::: RECORDS SUPPLIED
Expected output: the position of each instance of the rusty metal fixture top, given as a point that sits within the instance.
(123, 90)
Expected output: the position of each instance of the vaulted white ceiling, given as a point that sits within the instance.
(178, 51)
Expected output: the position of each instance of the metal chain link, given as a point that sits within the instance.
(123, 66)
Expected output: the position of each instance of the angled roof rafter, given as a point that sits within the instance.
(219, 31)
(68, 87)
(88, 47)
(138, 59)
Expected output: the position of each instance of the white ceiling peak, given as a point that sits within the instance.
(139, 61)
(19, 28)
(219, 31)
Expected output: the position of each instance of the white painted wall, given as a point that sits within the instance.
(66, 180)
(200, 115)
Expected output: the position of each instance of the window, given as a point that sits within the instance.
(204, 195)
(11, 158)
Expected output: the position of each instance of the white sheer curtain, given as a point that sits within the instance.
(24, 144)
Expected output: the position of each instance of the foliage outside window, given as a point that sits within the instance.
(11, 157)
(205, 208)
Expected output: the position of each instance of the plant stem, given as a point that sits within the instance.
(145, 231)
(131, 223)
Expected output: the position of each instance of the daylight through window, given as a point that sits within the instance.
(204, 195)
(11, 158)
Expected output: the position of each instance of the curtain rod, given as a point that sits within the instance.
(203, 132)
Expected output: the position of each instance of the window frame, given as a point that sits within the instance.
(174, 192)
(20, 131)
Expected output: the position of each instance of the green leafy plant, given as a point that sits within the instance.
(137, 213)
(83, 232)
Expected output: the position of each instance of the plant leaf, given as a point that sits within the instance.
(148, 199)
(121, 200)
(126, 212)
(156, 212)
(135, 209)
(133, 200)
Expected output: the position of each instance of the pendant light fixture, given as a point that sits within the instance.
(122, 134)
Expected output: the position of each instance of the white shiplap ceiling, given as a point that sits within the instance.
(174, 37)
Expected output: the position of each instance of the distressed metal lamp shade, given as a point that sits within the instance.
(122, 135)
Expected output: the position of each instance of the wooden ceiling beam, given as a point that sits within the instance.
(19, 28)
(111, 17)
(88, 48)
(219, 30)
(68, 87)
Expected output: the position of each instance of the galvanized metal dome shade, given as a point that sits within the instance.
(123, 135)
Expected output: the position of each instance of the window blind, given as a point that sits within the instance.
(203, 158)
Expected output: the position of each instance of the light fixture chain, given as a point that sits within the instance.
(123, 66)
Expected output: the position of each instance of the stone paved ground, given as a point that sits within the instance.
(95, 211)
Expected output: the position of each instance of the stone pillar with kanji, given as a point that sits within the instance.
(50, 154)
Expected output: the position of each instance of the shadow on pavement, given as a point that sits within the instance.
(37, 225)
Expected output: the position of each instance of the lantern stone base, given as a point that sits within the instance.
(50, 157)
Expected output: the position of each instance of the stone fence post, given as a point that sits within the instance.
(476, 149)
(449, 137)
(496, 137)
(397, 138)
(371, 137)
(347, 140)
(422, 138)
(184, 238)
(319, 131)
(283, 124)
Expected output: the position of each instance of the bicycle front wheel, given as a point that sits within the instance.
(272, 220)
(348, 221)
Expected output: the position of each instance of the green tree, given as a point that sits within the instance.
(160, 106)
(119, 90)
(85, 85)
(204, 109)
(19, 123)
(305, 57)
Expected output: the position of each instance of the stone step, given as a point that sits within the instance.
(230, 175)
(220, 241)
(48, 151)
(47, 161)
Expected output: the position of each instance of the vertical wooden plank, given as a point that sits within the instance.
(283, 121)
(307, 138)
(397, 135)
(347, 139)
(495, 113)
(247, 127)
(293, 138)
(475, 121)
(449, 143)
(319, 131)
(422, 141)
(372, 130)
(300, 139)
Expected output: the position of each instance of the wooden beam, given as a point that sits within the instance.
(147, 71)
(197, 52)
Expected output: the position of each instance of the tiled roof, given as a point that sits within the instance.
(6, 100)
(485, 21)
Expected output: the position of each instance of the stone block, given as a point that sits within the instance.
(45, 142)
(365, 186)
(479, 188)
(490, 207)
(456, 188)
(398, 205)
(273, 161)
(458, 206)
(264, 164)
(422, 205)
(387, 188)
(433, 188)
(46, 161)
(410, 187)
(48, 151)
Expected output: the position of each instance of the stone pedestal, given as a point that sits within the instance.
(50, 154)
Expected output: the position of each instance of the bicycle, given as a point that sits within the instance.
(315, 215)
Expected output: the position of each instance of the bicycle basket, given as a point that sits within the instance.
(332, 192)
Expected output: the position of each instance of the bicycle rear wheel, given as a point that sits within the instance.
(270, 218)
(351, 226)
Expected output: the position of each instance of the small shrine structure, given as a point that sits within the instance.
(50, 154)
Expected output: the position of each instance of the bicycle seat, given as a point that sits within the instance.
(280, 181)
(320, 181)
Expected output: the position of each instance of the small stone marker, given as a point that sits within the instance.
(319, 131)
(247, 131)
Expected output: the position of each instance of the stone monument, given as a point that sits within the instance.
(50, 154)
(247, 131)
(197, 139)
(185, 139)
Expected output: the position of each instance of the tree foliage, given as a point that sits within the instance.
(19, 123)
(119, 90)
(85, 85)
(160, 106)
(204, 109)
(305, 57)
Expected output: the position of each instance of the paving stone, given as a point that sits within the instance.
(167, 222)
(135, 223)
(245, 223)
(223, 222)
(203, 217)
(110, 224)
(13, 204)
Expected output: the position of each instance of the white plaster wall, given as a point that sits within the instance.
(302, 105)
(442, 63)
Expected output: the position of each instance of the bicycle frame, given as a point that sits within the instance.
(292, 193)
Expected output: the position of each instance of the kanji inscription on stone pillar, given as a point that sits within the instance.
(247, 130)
::::::
::: RECORDS SUPPLIED
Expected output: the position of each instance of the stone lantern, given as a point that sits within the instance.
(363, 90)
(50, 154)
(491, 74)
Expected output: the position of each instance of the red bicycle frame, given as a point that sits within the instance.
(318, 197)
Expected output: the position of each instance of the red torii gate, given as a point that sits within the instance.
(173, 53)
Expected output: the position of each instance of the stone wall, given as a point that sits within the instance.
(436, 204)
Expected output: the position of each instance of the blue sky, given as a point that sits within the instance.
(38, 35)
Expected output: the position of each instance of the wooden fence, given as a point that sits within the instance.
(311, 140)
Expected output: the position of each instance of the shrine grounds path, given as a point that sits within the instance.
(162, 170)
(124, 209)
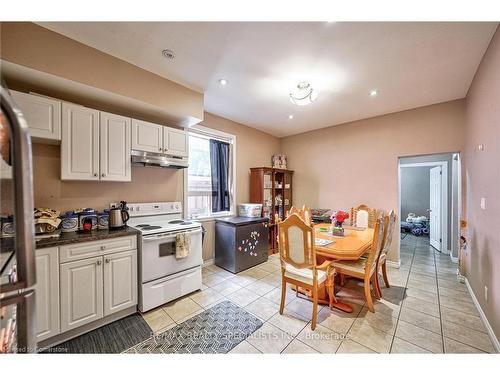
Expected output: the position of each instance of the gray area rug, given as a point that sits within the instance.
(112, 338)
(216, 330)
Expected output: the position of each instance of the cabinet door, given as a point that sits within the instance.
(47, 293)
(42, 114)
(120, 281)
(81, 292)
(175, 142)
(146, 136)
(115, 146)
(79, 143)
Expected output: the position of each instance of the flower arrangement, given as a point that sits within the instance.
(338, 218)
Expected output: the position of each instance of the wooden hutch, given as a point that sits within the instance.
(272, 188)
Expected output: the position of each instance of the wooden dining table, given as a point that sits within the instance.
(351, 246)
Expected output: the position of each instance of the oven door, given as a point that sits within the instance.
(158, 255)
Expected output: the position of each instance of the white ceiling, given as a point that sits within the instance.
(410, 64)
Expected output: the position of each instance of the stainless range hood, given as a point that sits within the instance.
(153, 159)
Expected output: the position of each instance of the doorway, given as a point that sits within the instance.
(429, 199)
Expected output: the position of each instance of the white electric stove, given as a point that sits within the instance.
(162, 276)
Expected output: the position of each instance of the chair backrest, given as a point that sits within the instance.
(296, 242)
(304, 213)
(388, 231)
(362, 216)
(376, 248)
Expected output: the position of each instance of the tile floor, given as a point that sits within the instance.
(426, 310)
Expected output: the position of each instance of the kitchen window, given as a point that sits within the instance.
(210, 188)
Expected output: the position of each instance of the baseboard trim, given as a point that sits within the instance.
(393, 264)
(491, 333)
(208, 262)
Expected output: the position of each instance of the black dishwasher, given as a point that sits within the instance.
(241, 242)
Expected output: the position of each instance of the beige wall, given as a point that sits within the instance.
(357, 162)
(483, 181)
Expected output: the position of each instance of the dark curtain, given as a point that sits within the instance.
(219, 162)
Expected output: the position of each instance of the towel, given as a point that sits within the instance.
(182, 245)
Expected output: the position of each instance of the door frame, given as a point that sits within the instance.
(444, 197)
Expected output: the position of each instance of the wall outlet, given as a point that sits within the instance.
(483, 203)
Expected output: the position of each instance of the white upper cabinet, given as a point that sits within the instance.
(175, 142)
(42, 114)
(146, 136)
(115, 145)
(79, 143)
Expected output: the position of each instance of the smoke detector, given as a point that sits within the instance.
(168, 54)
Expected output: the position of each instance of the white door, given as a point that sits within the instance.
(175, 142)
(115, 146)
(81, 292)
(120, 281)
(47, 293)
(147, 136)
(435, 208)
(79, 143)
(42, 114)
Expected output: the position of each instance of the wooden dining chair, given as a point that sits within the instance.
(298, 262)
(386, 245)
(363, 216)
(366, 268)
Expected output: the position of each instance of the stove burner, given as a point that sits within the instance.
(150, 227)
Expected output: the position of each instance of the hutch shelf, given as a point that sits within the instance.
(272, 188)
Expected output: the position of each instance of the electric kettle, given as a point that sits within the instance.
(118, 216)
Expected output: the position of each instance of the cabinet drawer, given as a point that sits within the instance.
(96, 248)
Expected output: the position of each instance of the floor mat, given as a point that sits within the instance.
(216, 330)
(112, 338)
::::::
• **TO BE DONE**
Please pick out every line of the items above that contains the word "electric", treating uppercase and lowercase as different.

• **ANSWER TO THIS EXERCISE**
Expected output: the position of each instance of the white electric stove, given as a point that sits within the instance.
Expected output: the position of each instance of the electric kettle, given as a point that sits within the instance.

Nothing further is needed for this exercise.